[start]
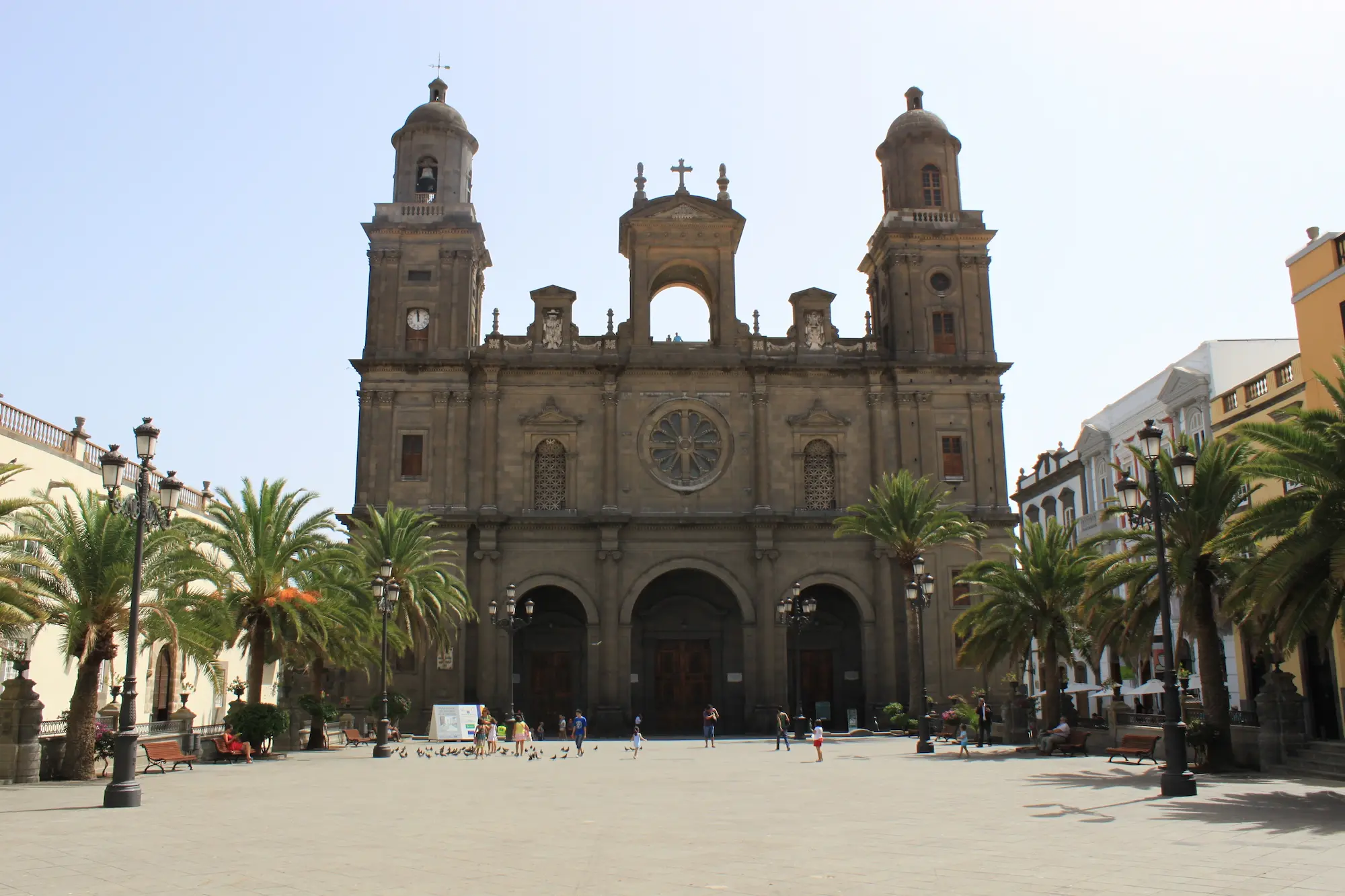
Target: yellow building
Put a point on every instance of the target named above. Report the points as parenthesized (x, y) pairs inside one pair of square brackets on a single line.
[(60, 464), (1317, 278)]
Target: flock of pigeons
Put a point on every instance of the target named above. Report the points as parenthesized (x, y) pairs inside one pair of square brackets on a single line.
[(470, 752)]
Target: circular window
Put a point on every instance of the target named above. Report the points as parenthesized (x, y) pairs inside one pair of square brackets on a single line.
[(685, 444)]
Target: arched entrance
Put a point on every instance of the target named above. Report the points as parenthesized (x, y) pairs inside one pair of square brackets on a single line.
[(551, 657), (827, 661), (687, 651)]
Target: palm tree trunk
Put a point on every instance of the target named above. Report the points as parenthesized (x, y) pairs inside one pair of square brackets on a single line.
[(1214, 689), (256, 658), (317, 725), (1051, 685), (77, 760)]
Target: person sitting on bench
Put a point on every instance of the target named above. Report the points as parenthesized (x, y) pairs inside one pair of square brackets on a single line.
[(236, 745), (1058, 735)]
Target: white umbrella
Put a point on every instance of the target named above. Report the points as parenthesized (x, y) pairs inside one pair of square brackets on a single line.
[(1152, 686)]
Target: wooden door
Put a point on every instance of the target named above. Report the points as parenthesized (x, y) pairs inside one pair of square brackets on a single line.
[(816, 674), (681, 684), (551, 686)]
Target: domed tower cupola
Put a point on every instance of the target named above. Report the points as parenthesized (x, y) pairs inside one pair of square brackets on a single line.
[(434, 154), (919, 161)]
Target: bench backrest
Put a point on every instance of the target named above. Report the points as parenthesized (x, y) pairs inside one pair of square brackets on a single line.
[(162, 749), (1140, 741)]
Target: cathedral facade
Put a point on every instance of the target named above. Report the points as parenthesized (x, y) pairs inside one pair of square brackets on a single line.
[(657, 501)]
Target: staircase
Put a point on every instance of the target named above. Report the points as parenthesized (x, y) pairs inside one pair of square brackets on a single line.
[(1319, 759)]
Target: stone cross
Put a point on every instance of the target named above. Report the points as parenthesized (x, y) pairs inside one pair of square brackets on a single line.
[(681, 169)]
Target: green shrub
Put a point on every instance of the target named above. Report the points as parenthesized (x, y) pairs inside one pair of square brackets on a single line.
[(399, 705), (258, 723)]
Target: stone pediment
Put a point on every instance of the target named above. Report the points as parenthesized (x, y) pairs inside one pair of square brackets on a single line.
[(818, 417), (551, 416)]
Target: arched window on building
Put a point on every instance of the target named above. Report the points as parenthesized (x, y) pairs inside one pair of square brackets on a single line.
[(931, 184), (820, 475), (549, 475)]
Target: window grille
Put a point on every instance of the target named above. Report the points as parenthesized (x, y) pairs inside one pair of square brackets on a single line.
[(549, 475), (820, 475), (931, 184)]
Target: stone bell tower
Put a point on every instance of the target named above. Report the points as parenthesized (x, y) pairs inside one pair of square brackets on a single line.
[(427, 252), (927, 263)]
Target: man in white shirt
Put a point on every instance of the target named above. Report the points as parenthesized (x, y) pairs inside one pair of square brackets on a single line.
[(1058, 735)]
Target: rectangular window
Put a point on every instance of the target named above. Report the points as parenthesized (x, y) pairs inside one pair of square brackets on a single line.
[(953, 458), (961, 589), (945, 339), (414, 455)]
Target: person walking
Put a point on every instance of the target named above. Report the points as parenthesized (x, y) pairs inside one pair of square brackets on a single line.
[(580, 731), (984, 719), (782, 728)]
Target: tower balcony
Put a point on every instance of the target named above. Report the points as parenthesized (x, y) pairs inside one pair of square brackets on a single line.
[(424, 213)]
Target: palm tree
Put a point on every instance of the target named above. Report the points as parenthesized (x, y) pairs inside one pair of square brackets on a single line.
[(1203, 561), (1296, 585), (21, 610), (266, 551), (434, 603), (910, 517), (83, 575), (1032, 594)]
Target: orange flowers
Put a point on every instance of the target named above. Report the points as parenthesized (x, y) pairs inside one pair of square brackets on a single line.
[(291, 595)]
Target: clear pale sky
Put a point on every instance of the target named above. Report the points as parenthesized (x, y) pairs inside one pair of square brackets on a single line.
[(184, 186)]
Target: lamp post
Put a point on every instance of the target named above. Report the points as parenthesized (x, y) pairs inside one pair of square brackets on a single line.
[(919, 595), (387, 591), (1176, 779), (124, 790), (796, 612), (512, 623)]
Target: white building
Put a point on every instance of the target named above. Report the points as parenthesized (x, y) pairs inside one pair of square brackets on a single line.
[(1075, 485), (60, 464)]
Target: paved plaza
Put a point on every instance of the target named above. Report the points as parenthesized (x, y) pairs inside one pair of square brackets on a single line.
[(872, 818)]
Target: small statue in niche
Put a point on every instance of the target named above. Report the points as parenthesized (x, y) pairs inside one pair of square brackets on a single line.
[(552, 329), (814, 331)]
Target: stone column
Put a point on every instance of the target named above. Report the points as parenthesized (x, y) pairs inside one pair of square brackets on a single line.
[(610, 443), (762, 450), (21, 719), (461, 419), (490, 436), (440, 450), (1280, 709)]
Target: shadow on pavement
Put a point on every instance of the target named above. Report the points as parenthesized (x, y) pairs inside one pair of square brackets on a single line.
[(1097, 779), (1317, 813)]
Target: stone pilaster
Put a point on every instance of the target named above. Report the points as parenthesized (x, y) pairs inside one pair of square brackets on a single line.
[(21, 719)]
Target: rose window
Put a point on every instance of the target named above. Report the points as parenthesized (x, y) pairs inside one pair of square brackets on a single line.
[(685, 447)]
[end]
[start]
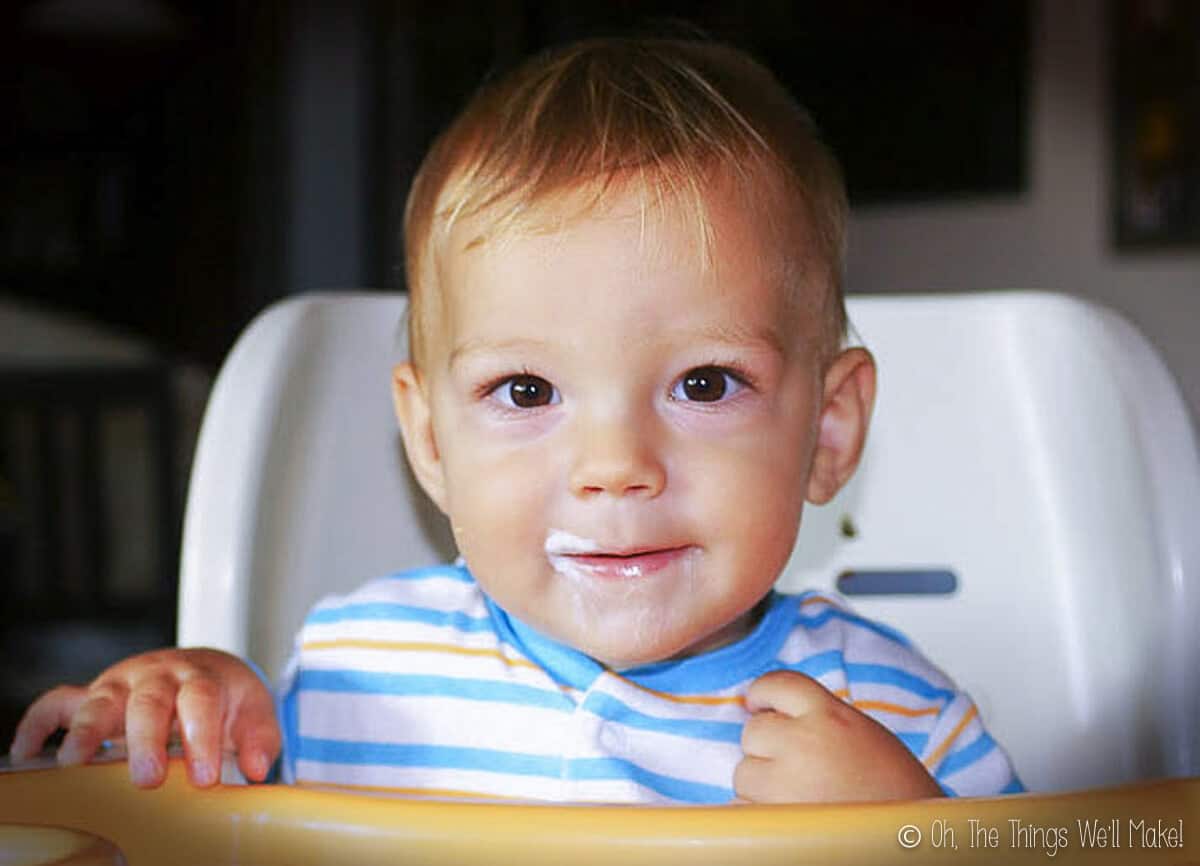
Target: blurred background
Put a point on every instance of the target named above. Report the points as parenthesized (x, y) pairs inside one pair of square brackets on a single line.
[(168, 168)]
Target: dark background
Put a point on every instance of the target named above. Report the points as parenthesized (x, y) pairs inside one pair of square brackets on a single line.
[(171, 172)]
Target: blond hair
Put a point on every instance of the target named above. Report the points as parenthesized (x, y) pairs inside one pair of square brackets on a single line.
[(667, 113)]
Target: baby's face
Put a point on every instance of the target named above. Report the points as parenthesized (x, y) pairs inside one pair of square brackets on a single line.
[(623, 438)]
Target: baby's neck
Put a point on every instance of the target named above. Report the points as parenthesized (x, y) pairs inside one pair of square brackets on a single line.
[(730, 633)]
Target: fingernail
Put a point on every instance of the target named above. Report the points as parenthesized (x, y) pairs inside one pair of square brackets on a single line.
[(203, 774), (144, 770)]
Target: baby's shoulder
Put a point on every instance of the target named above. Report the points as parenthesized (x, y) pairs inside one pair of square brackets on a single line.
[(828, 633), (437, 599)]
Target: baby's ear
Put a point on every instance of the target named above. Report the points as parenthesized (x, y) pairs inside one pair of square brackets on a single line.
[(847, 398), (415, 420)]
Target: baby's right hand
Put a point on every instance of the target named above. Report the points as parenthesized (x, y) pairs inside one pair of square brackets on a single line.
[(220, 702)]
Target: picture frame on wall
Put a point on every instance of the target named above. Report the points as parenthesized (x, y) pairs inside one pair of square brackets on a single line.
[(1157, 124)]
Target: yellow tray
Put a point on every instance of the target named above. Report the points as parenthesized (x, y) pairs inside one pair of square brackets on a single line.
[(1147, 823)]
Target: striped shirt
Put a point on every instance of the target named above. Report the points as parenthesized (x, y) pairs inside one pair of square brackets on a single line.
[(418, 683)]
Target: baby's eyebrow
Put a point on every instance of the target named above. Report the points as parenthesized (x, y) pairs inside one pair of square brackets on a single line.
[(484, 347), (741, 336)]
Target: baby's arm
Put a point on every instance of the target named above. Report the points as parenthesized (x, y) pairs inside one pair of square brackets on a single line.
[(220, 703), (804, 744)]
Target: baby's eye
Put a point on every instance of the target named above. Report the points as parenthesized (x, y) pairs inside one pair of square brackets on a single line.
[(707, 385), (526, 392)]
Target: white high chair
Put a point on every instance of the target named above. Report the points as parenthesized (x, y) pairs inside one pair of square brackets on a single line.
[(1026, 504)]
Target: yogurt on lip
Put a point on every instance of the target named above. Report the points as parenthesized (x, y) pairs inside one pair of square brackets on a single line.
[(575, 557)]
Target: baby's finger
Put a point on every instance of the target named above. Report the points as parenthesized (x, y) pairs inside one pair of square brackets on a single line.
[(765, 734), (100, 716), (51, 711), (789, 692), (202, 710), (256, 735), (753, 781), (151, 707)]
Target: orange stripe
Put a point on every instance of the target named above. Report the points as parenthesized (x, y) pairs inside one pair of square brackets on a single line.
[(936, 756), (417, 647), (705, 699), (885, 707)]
[end]
■ Exercise prompt ■
Copy the lines of the records above verbatim, starting at the line that contains "Target: wooden door" and ending at the line that contains "[(434, 154), (919, 161)]", with both of those lines included.

■ Correct output ■
Target: wooden door
Put a point on every instance of the target named above. Report the points as parenthesized (x, y) pairs inside one pair of square brackets on a single line.
[(816, 674), (681, 684), (551, 686)]
Target: domed tower cupola
Put a point on every instance of the target named above. Report the points as parenthesized (x, y) pairs inside one pair of square brackets on a single line.
[(434, 154), (919, 161)]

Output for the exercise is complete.